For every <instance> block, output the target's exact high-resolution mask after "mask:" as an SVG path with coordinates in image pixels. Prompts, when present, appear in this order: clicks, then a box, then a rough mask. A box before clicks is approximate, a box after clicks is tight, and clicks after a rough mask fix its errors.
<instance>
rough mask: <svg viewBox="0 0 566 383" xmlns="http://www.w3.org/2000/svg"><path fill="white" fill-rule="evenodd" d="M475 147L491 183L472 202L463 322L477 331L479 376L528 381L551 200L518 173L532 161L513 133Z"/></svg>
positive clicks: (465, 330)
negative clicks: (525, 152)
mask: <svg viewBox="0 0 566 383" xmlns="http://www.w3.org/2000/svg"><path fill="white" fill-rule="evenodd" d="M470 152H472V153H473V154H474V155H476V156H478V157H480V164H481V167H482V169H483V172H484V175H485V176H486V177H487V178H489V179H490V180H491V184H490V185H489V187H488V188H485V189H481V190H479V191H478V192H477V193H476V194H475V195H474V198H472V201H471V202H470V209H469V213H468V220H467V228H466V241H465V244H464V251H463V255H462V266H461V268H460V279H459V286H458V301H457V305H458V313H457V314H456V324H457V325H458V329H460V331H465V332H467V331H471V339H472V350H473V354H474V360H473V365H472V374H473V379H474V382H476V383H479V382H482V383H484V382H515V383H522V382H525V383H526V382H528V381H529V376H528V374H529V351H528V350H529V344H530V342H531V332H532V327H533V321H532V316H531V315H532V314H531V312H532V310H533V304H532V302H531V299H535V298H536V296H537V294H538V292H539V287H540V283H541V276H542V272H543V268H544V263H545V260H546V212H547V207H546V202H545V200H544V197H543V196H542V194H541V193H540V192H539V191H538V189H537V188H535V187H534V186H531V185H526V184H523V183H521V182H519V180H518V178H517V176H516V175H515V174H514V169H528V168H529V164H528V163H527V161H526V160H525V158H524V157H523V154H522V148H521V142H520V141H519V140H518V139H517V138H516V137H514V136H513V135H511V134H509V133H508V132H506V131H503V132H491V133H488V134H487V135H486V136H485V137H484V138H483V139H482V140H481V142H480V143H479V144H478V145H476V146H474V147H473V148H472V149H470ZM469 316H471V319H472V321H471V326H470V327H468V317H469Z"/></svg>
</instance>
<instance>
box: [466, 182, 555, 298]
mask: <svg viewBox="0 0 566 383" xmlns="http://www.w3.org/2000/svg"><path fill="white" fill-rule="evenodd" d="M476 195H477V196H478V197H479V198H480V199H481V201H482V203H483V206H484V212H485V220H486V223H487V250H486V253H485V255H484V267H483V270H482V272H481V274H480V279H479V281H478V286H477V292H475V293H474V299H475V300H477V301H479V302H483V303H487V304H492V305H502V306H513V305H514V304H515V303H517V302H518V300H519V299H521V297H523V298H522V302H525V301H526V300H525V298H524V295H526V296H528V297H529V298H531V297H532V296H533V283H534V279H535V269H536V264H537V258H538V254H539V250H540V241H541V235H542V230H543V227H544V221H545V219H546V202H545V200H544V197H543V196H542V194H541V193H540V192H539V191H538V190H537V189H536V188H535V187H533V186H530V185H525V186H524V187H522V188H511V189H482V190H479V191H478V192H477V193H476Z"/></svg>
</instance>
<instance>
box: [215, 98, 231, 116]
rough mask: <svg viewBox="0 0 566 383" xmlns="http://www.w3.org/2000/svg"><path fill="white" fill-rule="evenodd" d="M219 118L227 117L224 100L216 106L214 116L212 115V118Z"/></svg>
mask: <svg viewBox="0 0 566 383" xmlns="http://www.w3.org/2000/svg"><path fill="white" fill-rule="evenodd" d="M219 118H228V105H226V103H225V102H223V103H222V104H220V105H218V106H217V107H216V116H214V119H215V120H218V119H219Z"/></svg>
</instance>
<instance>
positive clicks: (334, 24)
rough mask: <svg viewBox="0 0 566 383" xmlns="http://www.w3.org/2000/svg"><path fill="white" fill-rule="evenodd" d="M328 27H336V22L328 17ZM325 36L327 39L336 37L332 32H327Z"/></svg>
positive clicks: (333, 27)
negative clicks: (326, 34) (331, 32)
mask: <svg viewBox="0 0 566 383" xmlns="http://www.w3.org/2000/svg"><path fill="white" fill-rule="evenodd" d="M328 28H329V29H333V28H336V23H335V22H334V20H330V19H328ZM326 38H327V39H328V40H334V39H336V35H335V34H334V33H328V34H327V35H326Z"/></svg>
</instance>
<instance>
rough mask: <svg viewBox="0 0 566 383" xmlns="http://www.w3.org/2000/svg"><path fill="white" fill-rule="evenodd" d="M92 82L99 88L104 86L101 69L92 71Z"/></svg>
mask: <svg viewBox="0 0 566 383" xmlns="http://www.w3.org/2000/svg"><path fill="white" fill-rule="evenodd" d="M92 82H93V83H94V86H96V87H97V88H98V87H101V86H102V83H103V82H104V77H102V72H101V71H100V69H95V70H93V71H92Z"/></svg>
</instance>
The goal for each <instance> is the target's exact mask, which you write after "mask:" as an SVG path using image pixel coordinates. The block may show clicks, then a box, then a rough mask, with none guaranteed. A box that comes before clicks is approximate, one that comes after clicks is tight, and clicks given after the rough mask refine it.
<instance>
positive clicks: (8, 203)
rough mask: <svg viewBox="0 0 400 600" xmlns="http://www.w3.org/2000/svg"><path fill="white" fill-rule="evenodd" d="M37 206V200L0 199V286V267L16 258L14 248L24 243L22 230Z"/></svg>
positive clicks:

—————

# [PROBLEM STATEMENT]
Restate every entry word for word.

# [COMPLETED EXERCISE]
For every <instance> block, output the target's exact high-resolution mask after "mask:" as an SVG path with coordinates in image pixels. Prompts, when present, appear in this order: clicks, then a box, then a rough mask. A box before clicks is approximate, a box after clicks is tight, and clicks after a rough mask fix its errors.
<instance>
rough mask: <svg viewBox="0 0 566 383" xmlns="http://www.w3.org/2000/svg"><path fill="white" fill-rule="evenodd" d="M475 147L491 183L472 202L463 322L477 331L479 376L528 381L551 200L518 173L532 161L513 133Z"/></svg>
positive clicks: (465, 330)
negative clicks: (525, 152)
mask: <svg viewBox="0 0 566 383" xmlns="http://www.w3.org/2000/svg"><path fill="white" fill-rule="evenodd" d="M470 152H472V153H473V154H474V155H476V156H478V157H480V164H481V167H482V169H483V172H484V175H485V176H486V177H487V178H489V179H490V180H491V184H490V185H489V187H488V188H485V189H481V190H479V191H478V192H477V193H476V194H475V195H474V198H472V201H471V202H470V209H469V213H468V220H467V228H466V241H465V244H464V251H463V255H462V266H461V268H460V279H459V286H458V301H457V305H458V313H457V314H456V324H457V325H458V329H460V331H465V332H467V331H471V339H472V350H473V354H474V360H473V365H472V374H473V379H474V382H476V383H479V382H482V383H484V382H515V383H522V382H525V383H526V382H528V381H529V376H528V374H529V351H528V350H529V344H530V342H531V332H532V327H533V321H532V316H531V315H532V314H531V312H532V310H533V304H532V302H531V299H535V298H536V296H537V294H538V292H539V287H540V283H541V276H542V272H543V268H544V263H545V260H546V212H547V207H546V202H545V200H544V197H543V196H542V194H541V193H540V192H539V191H538V189H537V188H535V187H534V186H531V185H526V184H523V183H521V182H519V180H518V178H517V176H516V175H515V174H514V169H528V168H529V164H528V163H527V161H526V160H525V158H524V157H523V154H522V148H521V142H520V141H519V140H518V139H517V138H516V137H514V136H513V135H511V134H509V133H508V132H506V131H503V132H491V133H488V134H487V135H486V136H485V137H484V138H483V139H482V140H481V142H480V143H479V144H478V145H476V146H474V147H473V148H472V149H470ZM469 316H471V319H472V321H471V326H470V327H468V317H469Z"/></svg>
</instance>
<instance>
box: [466, 182, 555, 298]
mask: <svg viewBox="0 0 566 383" xmlns="http://www.w3.org/2000/svg"><path fill="white" fill-rule="evenodd" d="M476 195H477V196H478V197H479V198H480V199H481V201H482V203H483V206H484V212H485V220H486V223H487V250H486V253H485V255H484V267H483V270H482V272H481V274H480V279H479V281H478V286H477V292H475V293H474V299H475V300H477V301H479V302H483V303H487V304H492V305H502V306H513V305H514V304H515V303H517V302H518V300H519V299H521V297H523V298H522V302H525V301H526V300H525V298H524V295H526V296H528V297H529V298H531V297H532V296H533V283H534V279H535V269H536V264H537V258H538V254H539V250H540V241H541V235H542V230H543V227H544V221H545V219H546V202H545V200H544V197H543V196H542V194H541V193H540V192H539V191H538V190H537V189H536V188H535V187H533V186H530V185H525V186H524V187H522V188H511V189H482V190H479V191H478V192H477V193H476Z"/></svg>
</instance>
<instance>
box: [215, 98, 231, 116]
rough mask: <svg viewBox="0 0 566 383" xmlns="http://www.w3.org/2000/svg"><path fill="white" fill-rule="evenodd" d="M219 118L227 117L224 100L216 106L214 116L212 115V118Z"/></svg>
mask: <svg viewBox="0 0 566 383" xmlns="http://www.w3.org/2000/svg"><path fill="white" fill-rule="evenodd" d="M219 118H228V105H226V103H225V102H223V103H222V104H220V105H218V106H217V107H216V116H214V119H215V120H218V119H219Z"/></svg>
</instance>
<instance>
positive clicks: (334, 24)
rough mask: <svg viewBox="0 0 566 383" xmlns="http://www.w3.org/2000/svg"><path fill="white" fill-rule="evenodd" d="M328 27H336V22L328 17ZM325 36L327 39L336 37L332 32H327Z"/></svg>
positive clicks: (333, 27)
negative clicks: (326, 34) (331, 32)
mask: <svg viewBox="0 0 566 383" xmlns="http://www.w3.org/2000/svg"><path fill="white" fill-rule="evenodd" d="M328 28H329V29H333V28H336V23H335V22H334V20H330V19H328ZM326 38H327V39H328V40H334V39H336V35H335V34H334V33H328V34H327V35H326Z"/></svg>
</instance>
<instance>
rough mask: <svg viewBox="0 0 566 383" xmlns="http://www.w3.org/2000/svg"><path fill="white" fill-rule="evenodd" d="M92 82L99 88L104 86L101 69L92 71Z"/></svg>
mask: <svg viewBox="0 0 566 383" xmlns="http://www.w3.org/2000/svg"><path fill="white" fill-rule="evenodd" d="M92 82H93V83H94V86H96V87H97V88H98V87H101V86H102V83H103V82H104V77H102V72H101V71H100V69H95V70H93V71H92Z"/></svg>
</instance>
The goal for each <instance> is the target's exact mask, which you write after "mask:" as an SVG path using image pixel coordinates. The block may show clicks, then a box, then a rough mask, with none guaranteed. A box that comes before clicks is approximate, one that comes after clicks is tight, and clicks given after the rough mask refine it.
<instance>
positive clicks: (8, 203)
rough mask: <svg viewBox="0 0 400 600" xmlns="http://www.w3.org/2000/svg"><path fill="white" fill-rule="evenodd" d="M37 206V200L0 199V286V267L16 258L14 248L24 243L22 230Z"/></svg>
positive clicks:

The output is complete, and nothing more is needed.